À semelhança de outras correntes do século XX, como o Formalismo russo, o New Criticism anglo-americano e a estilística europeia, a crítica estruturalista se desvencilha daquelas preocupações e se volta, sobretudo, para como se organiza – ou se estrutura – a obra literária, desta reconhecendo a autonomia frente a aspectos tidos por extratextuais. Nisso, resiste inclusive à tentação de exprimir juízos de valor, atitude secularmente característica da crítica.

Aluno de Lévi-Strauss na École Pratique des Hautes Études em Paris entre os últimos anos da década de 60, José Guilherme Merquior discerniria, nas suas palavras, o “estruturalismo autêntico” do, também nas suas palavras, “estruturalismo dos pobres”. A primeira expressão aparece na “Nota prévia” ao livro A estética de Lévi-Strauss (1975); a segunda, no título de ensaio que se repete no do pequeno volume O estruturalismo dos pobres e outras questões (1975). No que um se difere do outro? Em De Praga a Paris, Merquior destaca: “Eu, pelo menos, considero que uma das melhores coisas do estruturalismo francês clássico [o exposto em teoria e posto em prática por Lévi-Strauss] é exatamente a sadia adoção de uma perspectiva universalista.” (1991, p. 227) Quanto à versão, digamos, fajuta – o problema se encontra tanto na “fúria [...] contra a mímese e o conteúdo” (1991, p.227) e no pedantismo terminológico, responsável por obscurecer as análises numa linguagem só para iniciados, quanto na consequente “grossa arbitrariedade das interpretações” intermediada pelo fetichismo do método. (cf. 1975, pp.9-10)

Merquior subscreve a importância e a necessidade de se reconhecer a autonomia da forma literária, já colocada em relevo por Aristóteles na Poética e por Kant na Crítica do juízo, conforme assinala o ensaísta brasileiro em A astúcia da mímese (1972) e “Sobre a doxa literária”, texto coligido no volume Crítica (1990). Todavia, o estruturalismo acabará por encetar, muitas vezes, uma “análise formal degenerada, ou seja, formalista, sustentando a ilusão da insularidade do texto literário”. (1972, p.17)

------------

INSTRUÇÕES DO EXERCÍCIO:
Reescreva a passagem do texto sobre a crítica estruturalista que vai de "À semelhança de" até "característica da crítica.", trocando "juízos de valor" por "julgamentos de valor".

[Trechos de um conjunto de dados de rotulagem de pontos]
------------

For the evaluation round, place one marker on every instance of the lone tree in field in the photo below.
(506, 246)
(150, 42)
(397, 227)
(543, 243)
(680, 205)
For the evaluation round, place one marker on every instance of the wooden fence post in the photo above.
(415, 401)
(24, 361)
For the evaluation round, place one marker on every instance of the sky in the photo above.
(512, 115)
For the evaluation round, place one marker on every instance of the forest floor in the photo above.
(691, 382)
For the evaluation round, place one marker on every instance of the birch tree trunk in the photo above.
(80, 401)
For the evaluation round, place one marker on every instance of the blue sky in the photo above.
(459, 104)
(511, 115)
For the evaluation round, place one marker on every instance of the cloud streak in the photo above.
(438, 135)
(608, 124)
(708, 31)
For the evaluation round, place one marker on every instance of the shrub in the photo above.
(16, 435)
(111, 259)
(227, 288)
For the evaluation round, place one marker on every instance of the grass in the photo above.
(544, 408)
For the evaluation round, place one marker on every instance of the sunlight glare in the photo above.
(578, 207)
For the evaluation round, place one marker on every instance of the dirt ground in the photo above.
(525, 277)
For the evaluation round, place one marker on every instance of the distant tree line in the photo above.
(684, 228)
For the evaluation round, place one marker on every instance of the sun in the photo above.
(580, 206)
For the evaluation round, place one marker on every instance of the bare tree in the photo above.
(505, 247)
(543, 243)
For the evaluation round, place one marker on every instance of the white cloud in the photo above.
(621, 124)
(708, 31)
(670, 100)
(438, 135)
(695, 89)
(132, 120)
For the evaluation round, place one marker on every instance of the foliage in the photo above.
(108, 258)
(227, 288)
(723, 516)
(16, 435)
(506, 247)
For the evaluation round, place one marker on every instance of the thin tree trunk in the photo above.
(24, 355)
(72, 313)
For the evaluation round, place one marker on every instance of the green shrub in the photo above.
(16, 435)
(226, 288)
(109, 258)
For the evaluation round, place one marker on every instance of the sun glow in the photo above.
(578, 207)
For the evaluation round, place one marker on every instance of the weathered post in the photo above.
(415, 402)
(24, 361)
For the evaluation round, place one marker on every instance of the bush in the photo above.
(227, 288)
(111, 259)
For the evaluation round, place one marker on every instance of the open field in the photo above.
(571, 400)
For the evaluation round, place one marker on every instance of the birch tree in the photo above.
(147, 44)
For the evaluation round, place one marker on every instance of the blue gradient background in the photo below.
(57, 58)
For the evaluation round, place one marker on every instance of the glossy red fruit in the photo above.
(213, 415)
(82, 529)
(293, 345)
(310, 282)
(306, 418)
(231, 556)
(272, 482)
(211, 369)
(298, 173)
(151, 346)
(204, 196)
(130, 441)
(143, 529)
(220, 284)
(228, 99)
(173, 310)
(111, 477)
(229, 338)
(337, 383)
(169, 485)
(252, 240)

------------

RESPOSTA ESPERADA:
À semelhança de outras correntes do século XX, como o Formalismo russo, o New Criticism anglo-americano e a estilística europeia, a crítica estruturalista se desvencilha daquelas preocupações e se volta, sobretudo, para como se organiza – ou se estrutura – a obra literária, desta reconhecendo a autonomia frente a aspectos tidos por extratextuais. Nisso, resiste inclusive à tentação de exprimir julgamentos de valor, atitude secularmente característica da crítica.